- Provided passage
- - -

In the SOC, it plays out the same way. Early morning might be under control. Then business hours hit. A burst of activity shows up and capacity gets consumed fast. Many alerts are noisy. All demand attention. Maybe it’s a phishing wave. Maybe you rolled out new detections. Maybe it’s Patch Tuesday fallout.

Your best analysts jump on alerts with a Critical or High severity label. At the same time, you may deliberately push coverage in the other direction, working Low severity alerts, then Medium, just to keep wait time from exploding. Then an escalation lands. The queue keeps growing. By lunch, you’re already behind because alerts are sitting in the queue waiting to be selected — some of them labeled Low severity alerts that turn out to be the first breadcrumb of an incident. 

Your SOC is a queueing system (whether you call it that or not)

SOCs have gotten faster. The last decade of SOC automation, enrichment, correlation, and SOAR has reduced manual work and improved handling speed. We’ve also increased the share of alerts handled end-to-end by automation. But most SOCs still run on the same underlying model: humans decide what gets looked at next. Automation speeds up parts of the work, but it does not remove the line of alerts waiting to be selected.

Most environments still look like this:

Alert Created → Wait time (alert waits for human action) → Triage and decision (human picks it up) → Action

In this setup, there are two clocks that matter, and most teams only talk about one of them.

Wait time: the time from when an alert is created and enters the queue to when a human picks it up and takes the first real action. This is pure queue time. The alert exists, but nothing is happening yet. It’s worth noting that many MDRs and MSSPs write SLAs against this clock. The performance SLA is often based on when work is started, not when the alert is actually resolved.

Work time: the time from first real action to determination and action. This is the time it takes to work the alert to a conclusion, including quick triage, enrichment, pivots, scoping, and whatever response is needed.

Now, there’s one more fundamental building block.

- - -

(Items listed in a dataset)
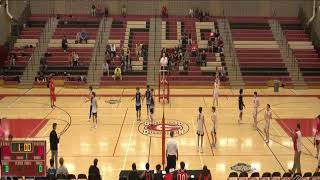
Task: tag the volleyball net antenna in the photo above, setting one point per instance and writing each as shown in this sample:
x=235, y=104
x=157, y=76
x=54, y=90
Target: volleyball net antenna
x=163, y=94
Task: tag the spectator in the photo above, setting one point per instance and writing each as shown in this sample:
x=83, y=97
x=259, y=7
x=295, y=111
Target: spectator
x=124, y=11
x=172, y=152
x=83, y=36
x=93, y=10
x=64, y=43
x=134, y=173
x=164, y=11
x=147, y=174
x=105, y=68
x=297, y=150
x=113, y=50
x=94, y=172
x=191, y=12
x=75, y=59
x=205, y=174
x=194, y=49
x=106, y=12
x=117, y=73
x=158, y=174
x=77, y=38
x=51, y=172
x=203, y=58
x=62, y=169
x=54, y=141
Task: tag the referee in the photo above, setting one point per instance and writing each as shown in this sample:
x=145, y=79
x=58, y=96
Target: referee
x=172, y=152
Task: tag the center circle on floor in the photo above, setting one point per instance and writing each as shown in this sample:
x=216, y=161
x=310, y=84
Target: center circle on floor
x=155, y=129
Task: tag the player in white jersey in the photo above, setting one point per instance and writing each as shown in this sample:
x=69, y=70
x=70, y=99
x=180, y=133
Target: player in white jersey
x=256, y=105
x=94, y=110
x=267, y=118
x=216, y=91
x=200, y=130
x=214, y=120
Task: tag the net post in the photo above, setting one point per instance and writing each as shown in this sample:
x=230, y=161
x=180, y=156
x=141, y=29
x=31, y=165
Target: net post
x=163, y=141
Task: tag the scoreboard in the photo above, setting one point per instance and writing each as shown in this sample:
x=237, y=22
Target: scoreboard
x=23, y=158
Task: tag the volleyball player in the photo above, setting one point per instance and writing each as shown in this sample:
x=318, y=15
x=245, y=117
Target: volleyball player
x=256, y=105
x=52, y=93
x=94, y=110
x=147, y=95
x=267, y=118
x=90, y=99
x=317, y=136
x=182, y=173
x=151, y=106
x=200, y=130
x=138, y=103
x=214, y=127
x=241, y=105
x=216, y=91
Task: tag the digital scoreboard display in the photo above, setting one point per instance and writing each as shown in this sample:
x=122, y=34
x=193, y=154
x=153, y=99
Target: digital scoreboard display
x=23, y=158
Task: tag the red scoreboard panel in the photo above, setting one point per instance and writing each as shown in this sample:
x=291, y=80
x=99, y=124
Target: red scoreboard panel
x=23, y=158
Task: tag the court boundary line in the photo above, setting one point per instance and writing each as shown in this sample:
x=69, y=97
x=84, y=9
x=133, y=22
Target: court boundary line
x=124, y=118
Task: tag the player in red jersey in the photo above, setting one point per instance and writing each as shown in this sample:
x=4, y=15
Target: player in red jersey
x=52, y=92
x=317, y=136
x=182, y=173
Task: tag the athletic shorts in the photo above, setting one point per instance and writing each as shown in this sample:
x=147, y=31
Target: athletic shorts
x=200, y=133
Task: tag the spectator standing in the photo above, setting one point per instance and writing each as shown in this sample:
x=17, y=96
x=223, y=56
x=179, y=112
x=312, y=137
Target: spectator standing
x=105, y=68
x=297, y=150
x=54, y=141
x=172, y=152
x=52, y=171
x=205, y=174
x=133, y=175
x=93, y=10
x=158, y=174
x=64, y=43
x=94, y=172
x=62, y=169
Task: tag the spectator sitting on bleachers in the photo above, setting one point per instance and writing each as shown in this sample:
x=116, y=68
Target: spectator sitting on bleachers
x=64, y=43
x=113, y=50
x=94, y=172
x=194, y=49
x=51, y=171
x=134, y=173
x=191, y=13
x=124, y=11
x=62, y=169
x=205, y=174
x=164, y=11
x=117, y=73
x=83, y=36
x=93, y=10
x=75, y=59
x=147, y=174
x=105, y=67
x=158, y=174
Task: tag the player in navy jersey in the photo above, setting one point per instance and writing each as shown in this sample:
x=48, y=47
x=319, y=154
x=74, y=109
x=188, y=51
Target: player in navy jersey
x=182, y=173
x=138, y=103
x=148, y=99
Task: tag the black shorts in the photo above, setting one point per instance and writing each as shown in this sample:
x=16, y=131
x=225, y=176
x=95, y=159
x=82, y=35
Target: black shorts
x=138, y=108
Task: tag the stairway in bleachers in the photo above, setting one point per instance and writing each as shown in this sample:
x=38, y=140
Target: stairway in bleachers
x=258, y=53
x=303, y=50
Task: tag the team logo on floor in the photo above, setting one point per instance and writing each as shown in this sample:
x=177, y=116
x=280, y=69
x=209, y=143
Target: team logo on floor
x=241, y=167
x=155, y=130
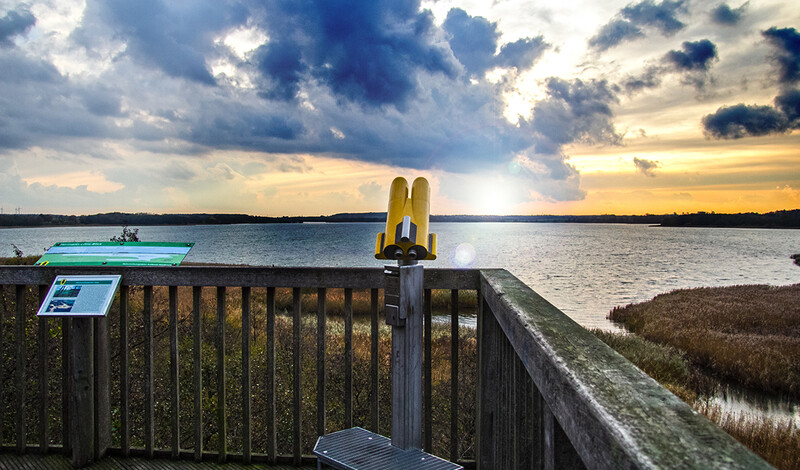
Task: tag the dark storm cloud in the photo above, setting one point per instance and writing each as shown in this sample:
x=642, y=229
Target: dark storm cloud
x=368, y=52
x=474, y=42
x=38, y=105
x=789, y=104
x=628, y=25
x=281, y=61
x=573, y=112
x=694, y=56
x=374, y=81
x=741, y=120
x=725, y=15
x=787, y=40
x=651, y=78
x=175, y=37
x=693, y=62
x=15, y=23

- - -

- Short task A
Summarize the passage on SOC alert queues in two sentences.
- Short task B
Please copy out the stretch of entries from the line containing "Task: tag the player in white" through the line containing "x=200, y=133".

- Full response A
When business hours hit in a SOC, a burst of noisy alerts consumes capacity fast, and alerts sit in the queue waiting to be selected, including some labeled Low severity that turn out to be the first breadcrumb of an incident. Automation has sped up handling, but humans still decide what gets looked at next, so two clocks matter: wait time, from alert creation until a human takes the first real action, and work time, from that first action to determination and action.

- Full response B
Task: tag the player in white jersey in the photo above, setting one point per instance and writing each as shown in this sample:
x=69, y=70
x=70, y=99
x=180, y=133
Target: player in white jersey
x=256, y=105
x=94, y=110
x=267, y=118
x=216, y=91
x=200, y=130
x=214, y=120
Task: tag the net post in the photo above, setting one point per instance and writing each as shown in this sample:
x=230, y=161
x=180, y=156
x=141, y=29
x=31, y=165
Target: net post
x=163, y=141
Task: tag the scoreboard in the photo above, setting one point per instance and writing each as shown in this sample:
x=237, y=22
Target: scoreboard
x=23, y=158
Task: tag the volleyball player in the photo above, setting one point per instance and writing each as shown in this sample:
x=318, y=15
x=245, y=117
Target: volleyball player
x=256, y=105
x=52, y=93
x=94, y=110
x=147, y=95
x=267, y=118
x=90, y=99
x=317, y=136
x=182, y=173
x=151, y=106
x=200, y=130
x=138, y=103
x=214, y=127
x=241, y=105
x=216, y=91
Task: tag the digital scoreboard display in the photo above, setting one point per instance and writing each as shown in this sample:
x=122, y=34
x=193, y=154
x=153, y=99
Target: digital scoreboard display
x=23, y=158
Task: tag the red scoreboard panel in the photo above, setting one point per instance and writing each as shown in this sample:
x=291, y=80
x=99, y=124
Target: red scoreboard panel
x=23, y=158
Task: tag the court boundary line in the photo above, setting one point per instance and writing each as shown in this sample:
x=69, y=97
x=84, y=9
x=133, y=22
Target: court boundary line
x=124, y=118
Task: tag the player in red jersey in the photo above, setting one point per instance and writing each as shown in this sample:
x=4, y=15
Target: player in red jersey
x=52, y=92
x=317, y=136
x=182, y=173
Task: tag the athletic shorts in the photo above, setting one point per instance and writing each as shown in this sample:
x=147, y=31
Target: athletic shorts
x=200, y=133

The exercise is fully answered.